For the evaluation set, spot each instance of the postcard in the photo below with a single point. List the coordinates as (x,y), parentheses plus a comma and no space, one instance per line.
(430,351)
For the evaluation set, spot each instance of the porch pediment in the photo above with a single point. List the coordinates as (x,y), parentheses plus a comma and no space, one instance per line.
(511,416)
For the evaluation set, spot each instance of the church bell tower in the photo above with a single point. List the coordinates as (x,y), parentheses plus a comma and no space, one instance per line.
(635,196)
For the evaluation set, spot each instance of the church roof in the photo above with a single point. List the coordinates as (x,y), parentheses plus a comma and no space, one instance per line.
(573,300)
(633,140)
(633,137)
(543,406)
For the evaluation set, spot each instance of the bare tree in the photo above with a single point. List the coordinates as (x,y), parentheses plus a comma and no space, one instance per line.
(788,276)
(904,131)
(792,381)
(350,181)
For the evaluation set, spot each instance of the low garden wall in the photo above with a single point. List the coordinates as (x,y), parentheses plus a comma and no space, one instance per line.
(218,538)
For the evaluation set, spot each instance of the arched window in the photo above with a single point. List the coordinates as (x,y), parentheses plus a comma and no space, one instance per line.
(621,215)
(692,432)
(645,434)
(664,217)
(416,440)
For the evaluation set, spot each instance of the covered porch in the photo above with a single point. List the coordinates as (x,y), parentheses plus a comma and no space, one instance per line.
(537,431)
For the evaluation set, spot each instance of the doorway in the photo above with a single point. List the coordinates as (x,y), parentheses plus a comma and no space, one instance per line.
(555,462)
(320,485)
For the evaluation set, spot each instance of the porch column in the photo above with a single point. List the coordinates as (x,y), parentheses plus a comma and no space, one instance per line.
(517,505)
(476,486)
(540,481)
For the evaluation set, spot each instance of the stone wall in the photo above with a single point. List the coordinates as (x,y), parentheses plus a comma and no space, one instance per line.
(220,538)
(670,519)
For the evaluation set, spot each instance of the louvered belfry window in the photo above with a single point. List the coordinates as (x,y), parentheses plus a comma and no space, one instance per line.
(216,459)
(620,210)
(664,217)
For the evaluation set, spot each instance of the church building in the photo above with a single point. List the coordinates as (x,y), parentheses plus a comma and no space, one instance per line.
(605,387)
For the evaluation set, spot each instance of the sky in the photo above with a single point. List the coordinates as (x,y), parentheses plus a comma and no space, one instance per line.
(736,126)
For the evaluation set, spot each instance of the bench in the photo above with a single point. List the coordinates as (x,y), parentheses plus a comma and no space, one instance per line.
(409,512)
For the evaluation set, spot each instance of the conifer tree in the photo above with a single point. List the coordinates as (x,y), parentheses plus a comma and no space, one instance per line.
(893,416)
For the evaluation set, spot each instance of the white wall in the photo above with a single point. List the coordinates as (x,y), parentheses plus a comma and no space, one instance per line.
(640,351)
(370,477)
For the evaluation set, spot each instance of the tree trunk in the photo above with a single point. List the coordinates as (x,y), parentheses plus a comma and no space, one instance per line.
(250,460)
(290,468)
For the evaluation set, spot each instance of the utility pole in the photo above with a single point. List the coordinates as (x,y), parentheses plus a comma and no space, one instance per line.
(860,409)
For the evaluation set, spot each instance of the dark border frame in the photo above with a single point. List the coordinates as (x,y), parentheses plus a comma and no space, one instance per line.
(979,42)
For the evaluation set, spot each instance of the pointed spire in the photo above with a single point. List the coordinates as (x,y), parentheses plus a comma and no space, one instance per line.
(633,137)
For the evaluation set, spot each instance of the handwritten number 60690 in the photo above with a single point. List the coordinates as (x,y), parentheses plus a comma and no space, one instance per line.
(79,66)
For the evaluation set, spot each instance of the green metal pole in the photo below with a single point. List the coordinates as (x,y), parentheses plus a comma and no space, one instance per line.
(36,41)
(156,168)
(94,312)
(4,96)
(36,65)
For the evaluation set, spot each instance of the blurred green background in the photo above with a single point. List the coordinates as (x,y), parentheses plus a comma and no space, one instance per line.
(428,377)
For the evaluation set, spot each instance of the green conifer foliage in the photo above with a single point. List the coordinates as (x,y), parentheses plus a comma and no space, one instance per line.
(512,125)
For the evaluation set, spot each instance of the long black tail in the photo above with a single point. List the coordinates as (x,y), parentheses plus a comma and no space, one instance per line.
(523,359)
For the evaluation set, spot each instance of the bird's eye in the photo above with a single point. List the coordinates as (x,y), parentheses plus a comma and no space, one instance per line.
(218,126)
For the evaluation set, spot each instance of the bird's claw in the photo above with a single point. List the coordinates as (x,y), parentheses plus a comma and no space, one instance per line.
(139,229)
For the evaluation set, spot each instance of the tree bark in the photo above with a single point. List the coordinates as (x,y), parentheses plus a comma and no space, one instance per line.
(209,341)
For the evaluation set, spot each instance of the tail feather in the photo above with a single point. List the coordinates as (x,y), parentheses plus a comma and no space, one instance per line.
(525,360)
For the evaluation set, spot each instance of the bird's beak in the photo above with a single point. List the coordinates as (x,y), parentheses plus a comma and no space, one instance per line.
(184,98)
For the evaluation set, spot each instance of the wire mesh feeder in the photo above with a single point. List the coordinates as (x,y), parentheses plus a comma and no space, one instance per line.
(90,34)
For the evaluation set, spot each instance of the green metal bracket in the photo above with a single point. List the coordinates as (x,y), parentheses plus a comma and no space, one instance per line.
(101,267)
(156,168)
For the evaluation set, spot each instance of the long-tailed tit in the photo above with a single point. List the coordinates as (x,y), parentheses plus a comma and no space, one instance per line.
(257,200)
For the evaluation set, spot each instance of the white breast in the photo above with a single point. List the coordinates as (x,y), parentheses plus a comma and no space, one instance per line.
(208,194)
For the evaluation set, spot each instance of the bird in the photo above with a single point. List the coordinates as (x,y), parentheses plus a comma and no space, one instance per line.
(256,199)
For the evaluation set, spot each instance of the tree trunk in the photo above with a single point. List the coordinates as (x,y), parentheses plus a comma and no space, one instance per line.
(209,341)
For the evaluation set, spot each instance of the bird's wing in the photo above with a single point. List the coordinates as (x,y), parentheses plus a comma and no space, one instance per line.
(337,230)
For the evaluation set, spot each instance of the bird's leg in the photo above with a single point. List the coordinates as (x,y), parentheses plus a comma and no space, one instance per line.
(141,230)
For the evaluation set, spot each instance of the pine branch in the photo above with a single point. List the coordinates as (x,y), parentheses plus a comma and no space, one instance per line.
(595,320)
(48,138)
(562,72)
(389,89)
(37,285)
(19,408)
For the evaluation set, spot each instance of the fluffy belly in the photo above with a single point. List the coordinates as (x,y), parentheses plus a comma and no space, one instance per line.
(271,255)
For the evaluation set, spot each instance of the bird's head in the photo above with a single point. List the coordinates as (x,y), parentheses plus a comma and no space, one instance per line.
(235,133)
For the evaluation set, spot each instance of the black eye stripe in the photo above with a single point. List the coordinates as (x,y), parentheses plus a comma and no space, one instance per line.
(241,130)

---+---

## [OBJETIVO DA TAREFA]
Converta todas as linhas dos itens acima em uma lista JSON de strings, com uma string para cada linha e sem as linhas em branco.

## [RESPOSTA DA TAREFA]
[
  "For the evaluation set, spot each instance of the postcard in the photo below with a single point. List the coordinates as (x,y), parentheses plus a comma and no space, one instance per line.",
  "(430,351)",
  "For the evaluation set, spot each instance of the porch pediment in the photo above with a single point. List the coordinates as (x,y), parentheses plus a comma and no space, one instance per line.",
  "(511,416)",
  "For the evaluation set, spot each instance of the church bell tower in the photo above with a single point. List the coordinates as (x,y), parentheses plus a comma and no space, one instance per line.",
  "(635,196)",
  "For the evaluation set, spot each instance of the church roof in the photo above with a single point. List the coordinates as (x,y), parentheses plus a comma and no space, one instance per line.",
  "(573,300)",
  "(633,140)",
  "(633,137)",
  "(543,406)",
  "For the evaluation set, spot each instance of the bare tree in the photo above with a single point. List the coordinates as (x,y), parentheses plus a comma and no space, one instance per line.",
  "(788,276)",
  "(904,131)",
  "(792,381)",
  "(350,181)",
  "For the evaluation set, spot each instance of the low garden wall in the photo above with a single point. List the coordinates as (x,y), parentheses plus a comma and no space, one instance per line.",
  "(218,538)",
  "For the evaluation set, spot each instance of the arched window in the photo above with a single point. List the coordinates as (x,y), parentheses plus a comma and no space, one instance per line.",
  "(621,215)",
  "(692,432)",
  "(645,434)",
  "(664,217)",
  "(416,440)",
  "For the evaluation set, spot each instance of the covered porch in the photo above with a single point. List the coordinates as (x,y), parentheses plus a comma and no space, one instance per line.",
  "(537,431)",
  "For the evaluation set, spot each instance of the doorway in the photo above with a single point. List the coordinates as (x,y), parentheses plus a comma and no space, one instance per line.",
  "(555,462)",
  "(320,485)",
  "For the evaluation set, spot each instance of the porch column in the photo above with a single point. List the coordinates as (x,y), parentheses plus a comma and no space, one instance per line.",
  "(517,505)",
  "(476,486)",
  "(540,481)",
  "For the evaluation set, spot each instance of the stone wall in the photo above with a single point. List the coordinates as (x,y), parentheses plus a comma and no space, one instance per line.",
  "(220,538)",
  "(670,519)",
  "For the evaluation set, spot each instance of the louvered belfry window in the photo above with a single point. List the coordinates as (x,y), parentheses plus a comma and no space, one instance per line.",
  "(216,459)",
  "(620,210)",
  "(664,217)",
  "For the evaluation set, spot each instance of the church building in the photo above with a single point. List the coordinates as (x,y), parentheses plus a comma and no space, one instance per line.",
  "(605,387)",
  "For the evaluation set, spot each instance of the sky in the photo above with a single point. List the coordinates as (x,y), parentheses plus a comma and no space, one instance per line.",
  "(736,126)",
  "For the evaluation set, spot each instance of the bench in the photo above with a single point. List the coordinates as (x,y), parentheses plus a comma and no space, one instance per line.",
  "(409,512)",
  "For the evaluation set, spot each instance of the conifer tree in the photo above with a single point. List the coordinates as (x,y), parentheses plus a comma and no space, one instance per line.",
  "(893,416)",
  "For the evaluation set, spot each instance of the white wall in the photo above with a single point. List the coordinates as (x,y), parentheses plus a comma and no space, one instance per line.",
  "(640,351)",
  "(370,477)",
  "For the evaluation set, spot each instance of the tree trunk in the photo above with a single point. List the coordinates as (x,y), parentheses plus a comma and no space, one instance per line.",
  "(250,460)",
  "(290,468)",
  "For the evaluation set, spot each instance of the utility pole in the photo above with a single point. List the coordinates as (x,y), parentheses plus a comma and no space, one instance per line.",
  "(860,409)",
  "For the evaluation set, spot each instance of the dark border frame in the photo above with a single point. List the coordinates as (x,y), parentheses plus a comma and no space, one instance per line.",
  "(979,42)",
  "For the evaluation set, spot each instance of the pointed spire in the photo above with a single point. List the coordinates as (x,y), parentheses plus a comma and no space, one instance per line.",
  "(633,137)",
  "For the evaluation set, spot each instance of the handwritten number 60690 in the photo above with a single point. List the coordinates as (x,y), parentheses plus a comma and no space, one instance per line.",
  "(79,66)",
  "For the evaluation set, spot each instance of the green metal pole in the photo below with a single point. List the coordinates as (x,y), parentheses plus a comma and no space, one instance per line.",
  "(36,41)",
  "(156,168)",
  "(94,312)",
  "(4,96)",
  "(36,65)",
  "For the evaluation set, spot each instance of the blurred green background in the photo above with a single point. List the coordinates as (x,y), parentheses plus a comma and no space, one instance per line.",
  "(428,377)",
  "For the evaluation set, spot each instance of the green conifer foliage in the photo above with a single point. List the coordinates as (x,y), parentheses plus a comma and no space, one instance per line.",
  "(512,125)",
  "For the evaluation set, spot each instance of the long black tail in the photo above with a single point. List the coordinates as (x,y), parentheses plus a comma and no space, one instance per line.",
  "(523,359)",
  "For the evaluation set, spot each instance of the bird's eye in the photo above with a single point. List the coordinates as (x,y), parentheses plus a comma and no space, one instance per line.",
  "(218,126)",
  "For the evaluation set, spot each instance of the bird's claw in the photo above with a single point. List the coordinates as (x,y), parentheses plus a comma and no space, one instance per line.",
  "(139,229)",
  "For the evaluation set, spot each instance of the tree bark in the photo above with a single point. List the coordinates as (x,y), parentheses plus a comma and no space, one instance per line.",
  "(209,341)",
  "For the evaluation set, spot each instance of the tail feather in the photo above with a single point. List the coordinates as (x,y), parentheses plus a comma and no space, one instance per line.",
  "(525,360)",
  "For the evaluation set, spot each instance of the bird's beak in the photo above with a single point. List the coordinates as (x,y), parentheses plus a comma and no space, one instance per line.",
  "(184,98)",
  "For the evaluation set, spot each instance of the wire mesh feeder in the photo above with a single point. List the coordinates as (x,y), parentheses plus a comma and no space, one instance per line.",
  "(90,34)",
  "For the evaluation set, spot each instance of the green metal bracket in the photo above with a single point. List the coordinates as (x,y), parentheses plus a comma and no space, one instance per line.",
  "(101,267)",
  "(156,168)",
  "For the evaluation set, spot each instance of the long-tailed tit in the photo above with a single point. List the coordinates as (x,y), parentheses plus a comma and no space, one instance per line.",
  "(257,200)",
  "For the evaluation set, spot each instance of the white breast in the photo above with a single point. List the coordinates as (x,y), parentheses plus a comma and no space, one instance per line.",
  "(208,194)",
  "For the evaluation set, spot each instance of the bird in the photo above with a single point. List the coordinates as (x,y), parentheses plus a comma and no space, one instance per line.",
  "(256,199)",
  "For the evaluation set, spot each instance of the tree trunk in the photo above with a single point. List the coordinates as (x,y), parentheses plus a comma and no space, one instance per line.",
  "(209,341)",
  "For the evaluation set, spot each instance of the bird's wing in the photo above with a single point. List the coordinates as (x,y), parentheses plus a comma and no space, one instance per line.",
  "(337,230)",
  "For the evaluation set, spot each instance of the bird's leg in the photo above with a single point. List the coordinates as (x,y), parentheses plus a comma and no space, one instance per line.",
  "(141,230)",
  "For the evaluation set, spot each instance of the pine branch in the photo above with a single point. List the coordinates as (x,y), parentheses plus a comma and no space, one instance per line.",
  "(595,320)",
  "(48,138)",
  "(562,72)",
  "(389,89)",
  "(37,285)",
  "(19,408)",
  "For the evaluation set, spot each instance of the fluffy belly in the photo above with a single point. List the coordinates as (x,y), parentheses plus a comma and no space, one instance per line.",
  "(271,255)",
  "For the evaluation set, spot each instance of the bird's head in the photo above with a single point. List the coordinates as (x,y), parentheses plus a comma and no space, one instance per line.",
  "(235,133)",
  "For the evaluation set, spot each instance of the black eye stripe in the photo above with a single point. List the coordinates as (x,y), parentheses plus a comma and no space, one instance per line.",
  "(241,130)"
]